* **WHAT THE TASK REQUIRES**:
Please rewrite every one of these rows, substituting "largest" for each occurrence of "biggest" and leaving everything else unchanged.

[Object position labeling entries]
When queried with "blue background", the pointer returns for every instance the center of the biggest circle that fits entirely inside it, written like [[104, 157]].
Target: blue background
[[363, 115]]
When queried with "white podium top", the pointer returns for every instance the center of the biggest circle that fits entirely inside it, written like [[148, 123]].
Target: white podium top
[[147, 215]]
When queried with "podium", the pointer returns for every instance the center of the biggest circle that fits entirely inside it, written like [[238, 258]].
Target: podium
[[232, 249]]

* **EXERCISE SOLUTION**:
When queried with "blue background", the pointer returns for every instance the center of the largest circle that fits entirely inside it, written like [[104, 157]].
Target: blue background
[[363, 115]]
When queried with "white podium top", the pointer returns for every instance the center of the largest circle that fits entirely inside it, written like [[148, 123]].
Target: white podium top
[[147, 215]]
When queried with "podium", the pointer returns for every instance the center of the largest circle that fits entirely inside it, written like [[238, 258]].
Target: podium
[[232, 249]]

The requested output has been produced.